* **What needs to be done**:
Reproduce every record below exactly as written, but leave out any pictures.

* **Task input**:

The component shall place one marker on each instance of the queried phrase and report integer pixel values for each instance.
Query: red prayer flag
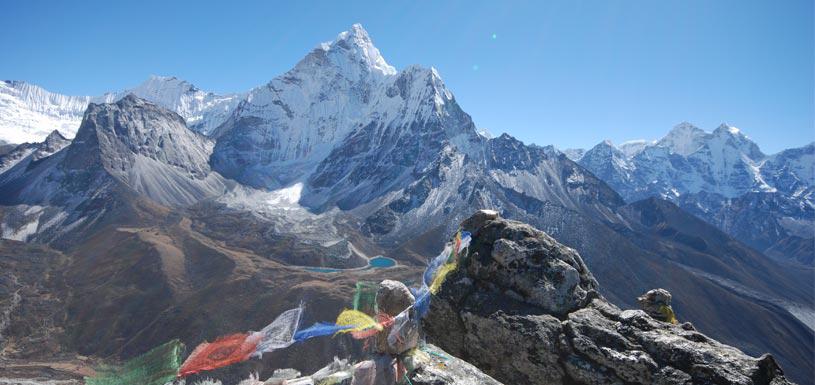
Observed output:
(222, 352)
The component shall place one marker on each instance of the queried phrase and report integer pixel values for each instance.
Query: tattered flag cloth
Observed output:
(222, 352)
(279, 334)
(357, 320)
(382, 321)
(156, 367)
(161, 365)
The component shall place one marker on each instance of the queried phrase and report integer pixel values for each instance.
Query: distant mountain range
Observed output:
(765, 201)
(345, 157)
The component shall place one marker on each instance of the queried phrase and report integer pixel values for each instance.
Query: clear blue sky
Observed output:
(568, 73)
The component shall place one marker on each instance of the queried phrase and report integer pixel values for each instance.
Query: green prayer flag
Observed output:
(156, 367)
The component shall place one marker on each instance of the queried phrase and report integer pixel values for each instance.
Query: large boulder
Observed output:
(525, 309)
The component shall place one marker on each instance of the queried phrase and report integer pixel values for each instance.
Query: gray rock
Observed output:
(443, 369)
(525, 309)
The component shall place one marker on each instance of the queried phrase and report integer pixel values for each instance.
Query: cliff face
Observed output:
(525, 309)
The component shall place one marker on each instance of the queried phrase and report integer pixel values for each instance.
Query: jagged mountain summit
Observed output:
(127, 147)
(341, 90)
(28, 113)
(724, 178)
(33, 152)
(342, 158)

* **Complete output**:
The component shall place one marker on each instance of the queried phrase and report integer pixel values for each instance.
Query: red prayer flag
Observed output:
(222, 352)
The component shall place one marker on each instance of the queried phrase and report integer pixel values for each instance.
Query: tattered flag cloth
Observed output:
(222, 352)
(279, 334)
(357, 320)
(382, 321)
(156, 367)
(161, 365)
The component shall place one marker on each instance of the queried phrase and report integer pixel values for each instance.
Query: distant mountain range
Observed output:
(765, 201)
(345, 157)
The component shall place one marker on each instance of the queried phrase and report integer pixel values for each instance.
Query: clear blue sky
Observed output:
(568, 73)
The component shall place one marker on each instance of the queried phrase and report integer pixel values for each instance.
Query: green prayer flag
Observed output:
(156, 367)
The component shall place one marker on each instance of the queried phrase and report integer pixel values for each instance.
Query: large boulder
Observed output:
(525, 309)
The component shall place one marker on each instance of the queried phrase and report integer pixel values for each instance.
Query: gray rock
Observed output:
(443, 369)
(525, 309)
The component shall place one marker on each instance of the queried phrase and report integer pixel values for each instance.
Query: cliff face
Observed output:
(525, 309)
The component shall place one marker on each instance of the queried phrase and report integer pixel values for each instance.
Query: jagged mountain summit
Observed output:
(127, 147)
(341, 90)
(28, 113)
(724, 178)
(33, 152)
(342, 158)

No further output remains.